WRITTEN EXERCISE: List every line in the records below that contains the word "task". Case counts.

RECORD LIST:
____
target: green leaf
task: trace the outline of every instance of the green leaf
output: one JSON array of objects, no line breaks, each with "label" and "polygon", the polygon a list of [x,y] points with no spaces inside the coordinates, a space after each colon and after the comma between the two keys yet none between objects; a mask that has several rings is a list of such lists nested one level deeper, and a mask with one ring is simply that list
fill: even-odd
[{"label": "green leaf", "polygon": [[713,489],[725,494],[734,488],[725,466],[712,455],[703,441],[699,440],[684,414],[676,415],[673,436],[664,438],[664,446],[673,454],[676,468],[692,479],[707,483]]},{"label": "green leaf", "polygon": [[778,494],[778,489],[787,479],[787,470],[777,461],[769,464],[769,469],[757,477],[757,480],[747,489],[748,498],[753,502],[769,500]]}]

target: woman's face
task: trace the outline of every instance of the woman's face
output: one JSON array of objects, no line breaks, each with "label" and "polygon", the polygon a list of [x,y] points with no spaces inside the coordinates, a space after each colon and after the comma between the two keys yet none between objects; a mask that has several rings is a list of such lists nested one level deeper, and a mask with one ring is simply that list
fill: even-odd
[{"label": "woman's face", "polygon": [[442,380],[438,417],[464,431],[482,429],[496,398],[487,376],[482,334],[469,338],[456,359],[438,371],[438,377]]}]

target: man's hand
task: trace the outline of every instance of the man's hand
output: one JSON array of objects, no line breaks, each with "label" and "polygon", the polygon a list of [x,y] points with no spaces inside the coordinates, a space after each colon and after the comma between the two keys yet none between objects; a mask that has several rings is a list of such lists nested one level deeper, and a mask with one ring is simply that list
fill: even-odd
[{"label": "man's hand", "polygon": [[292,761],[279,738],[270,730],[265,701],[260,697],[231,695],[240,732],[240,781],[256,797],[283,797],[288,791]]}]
____
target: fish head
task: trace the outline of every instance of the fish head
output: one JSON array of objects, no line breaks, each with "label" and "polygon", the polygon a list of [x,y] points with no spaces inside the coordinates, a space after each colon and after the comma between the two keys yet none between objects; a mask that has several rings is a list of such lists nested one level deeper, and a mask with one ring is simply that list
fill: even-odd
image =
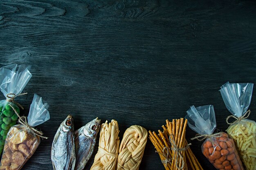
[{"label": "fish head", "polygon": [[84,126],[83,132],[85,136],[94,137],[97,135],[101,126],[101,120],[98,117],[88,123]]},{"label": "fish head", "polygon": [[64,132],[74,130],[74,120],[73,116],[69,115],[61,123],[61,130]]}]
____
REPLY TO THE EXERCISE:
task: trace the outline of every instance of the green leaf
task: trace the outline of every instance of the woman's face
task: trace the outline of every instance of the man's hand
task: trace the outline of every instance of the fish head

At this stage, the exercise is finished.